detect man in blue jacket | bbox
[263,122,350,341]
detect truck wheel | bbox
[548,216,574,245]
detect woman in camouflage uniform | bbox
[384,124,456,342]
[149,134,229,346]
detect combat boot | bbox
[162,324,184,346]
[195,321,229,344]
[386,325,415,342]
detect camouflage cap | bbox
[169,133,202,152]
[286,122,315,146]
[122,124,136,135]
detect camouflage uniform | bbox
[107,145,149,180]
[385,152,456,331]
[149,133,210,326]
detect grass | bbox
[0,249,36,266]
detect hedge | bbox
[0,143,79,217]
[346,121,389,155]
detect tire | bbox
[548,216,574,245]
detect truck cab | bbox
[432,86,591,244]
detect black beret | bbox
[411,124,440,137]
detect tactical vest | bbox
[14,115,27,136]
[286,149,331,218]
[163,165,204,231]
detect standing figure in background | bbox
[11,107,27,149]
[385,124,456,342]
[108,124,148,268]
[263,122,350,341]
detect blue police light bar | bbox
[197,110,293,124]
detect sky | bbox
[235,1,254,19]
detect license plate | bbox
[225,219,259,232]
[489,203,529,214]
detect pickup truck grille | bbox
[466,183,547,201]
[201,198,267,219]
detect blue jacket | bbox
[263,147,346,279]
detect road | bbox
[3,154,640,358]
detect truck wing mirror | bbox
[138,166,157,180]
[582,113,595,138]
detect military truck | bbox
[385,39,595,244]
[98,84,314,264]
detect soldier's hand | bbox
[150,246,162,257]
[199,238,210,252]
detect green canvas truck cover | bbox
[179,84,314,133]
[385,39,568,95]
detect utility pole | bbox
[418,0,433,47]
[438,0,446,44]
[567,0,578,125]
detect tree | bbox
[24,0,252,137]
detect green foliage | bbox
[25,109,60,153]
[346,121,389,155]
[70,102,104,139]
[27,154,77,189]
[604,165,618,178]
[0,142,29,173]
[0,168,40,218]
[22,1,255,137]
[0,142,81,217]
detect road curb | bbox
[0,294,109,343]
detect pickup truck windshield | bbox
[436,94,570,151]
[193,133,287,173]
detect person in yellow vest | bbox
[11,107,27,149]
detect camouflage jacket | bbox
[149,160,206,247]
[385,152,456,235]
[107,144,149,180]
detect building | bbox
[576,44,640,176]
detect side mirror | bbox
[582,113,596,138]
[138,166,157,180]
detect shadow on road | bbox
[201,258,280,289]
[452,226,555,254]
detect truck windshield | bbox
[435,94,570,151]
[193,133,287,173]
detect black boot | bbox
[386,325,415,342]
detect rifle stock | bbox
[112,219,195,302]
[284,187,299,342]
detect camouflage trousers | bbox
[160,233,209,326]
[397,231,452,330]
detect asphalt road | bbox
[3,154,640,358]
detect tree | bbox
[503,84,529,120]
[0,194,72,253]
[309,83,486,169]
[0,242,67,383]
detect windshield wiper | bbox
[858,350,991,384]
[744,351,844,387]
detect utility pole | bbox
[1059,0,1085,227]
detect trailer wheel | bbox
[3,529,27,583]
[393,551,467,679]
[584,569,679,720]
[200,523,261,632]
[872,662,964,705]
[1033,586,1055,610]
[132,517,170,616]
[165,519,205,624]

_ _ _ _ _ _ _

The problem:
Your task is to repeat each of the records above exactly.

Answer section:
detect man in blue jacket | bbox
[263,122,350,341]
detect truck wheel | bbox
[548,216,574,245]
detect woman in camouflage uniform | bbox
[384,124,456,342]
[149,134,229,346]
detect combat boot | bbox
[162,324,184,346]
[195,321,229,344]
[386,325,415,342]
detect camouflage cap | bbox
[169,133,202,152]
[286,122,315,146]
[122,124,136,135]
detect camouflage uniform | bbox
[107,145,149,180]
[385,152,456,331]
[149,133,210,326]
detect grass | bbox
[0,249,36,266]
detect hedge | bbox
[0,143,79,217]
[346,121,389,155]
detect tire | bbox
[548,216,574,245]
detect truck cab | bbox
[432,86,591,244]
detect black beret | bbox
[411,124,440,137]
detect tactical vest | bbox
[14,115,27,136]
[286,149,331,218]
[163,165,204,231]
detect standing figure in background | bbox
[11,107,27,149]
[385,124,456,342]
[108,124,148,268]
[263,122,350,341]
detect blue police light bar | bbox
[197,110,293,124]
detect sky | bbox
[235,1,254,19]
detect license plate | bbox
[225,219,259,232]
[489,203,529,214]
detect pickup truck grille | bbox
[466,183,547,201]
[201,198,267,219]
detect blue jacket | bbox
[263,147,346,279]
detect road | bbox
[3,154,640,358]
detect truck wing mirror | bbox
[138,166,157,180]
[582,113,595,138]
detect military truck | bbox
[385,39,595,244]
[98,84,314,264]
detect soldier's hand | bbox
[150,246,162,257]
[199,238,210,252]
detect green canvas truck cover | bbox
[179,84,314,133]
[385,39,568,95]
detect utility pole | bbox
[418,0,433,47]
[438,0,446,44]
[567,0,578,125]
detect tree | bbox
[24,0,252,137]
detect green foliage | bbox
[25,109,60,153]
[346,121,389,155]
[70,102,104,139]
[27,154,77,189]
[604,165,618,178]
[0,142,29,173]
[0,168,40,218]
[22,1,255,137]
[0,142,81,217]
detect road curb | bbox
[0,294,109,343]
detect pickup truck windshield | bbox
[436,94,570,151]
[193,133,287,173]
detect person in yellow vest | bbox
[11,107,27,149]
detect camouflage jacket | bbox
[149,160,206,247]
[385,152,456,235]
[107,144,149,180]
detect building | bbox
[576,44,640,176]
detect side mirror | bbox
[582,113,596,138]
[138,166,157,180]
detect shadow on road | bbox
[201,258,280,289]
[452,226,555,254]
detect truck windshield | bbox
[435,94,570,151]
[193,133,287,173]
detect black boot | bbox
[386,325,415,342]
detect rifle stock | bbox
[112,219,195,302]
[284,187,299,342]
detect camouflage trousers | bbox
[160,233,209,326]
[397,231,452,330]
detect asphalt road | bbox
[3,154,640,358]
detect tree | bbox
[503,84,529,120]
[0,194,72,253]
[309,83,486,169]
[0,242,67,383]
detect windshield wiper | bbox
[858,350,991,384]
[744,351,844,387]
detect utility pole | bbox
[1059,0,1085,227]
detect trailer wheel | bbox
[3,529,27,583]
[393,551,467,679]
[584,569,679,720]
[200,523,261,632]
[872,662,964,705]
[1033,586,1055,610]
[132,517,170,616]
[165,519,205,624]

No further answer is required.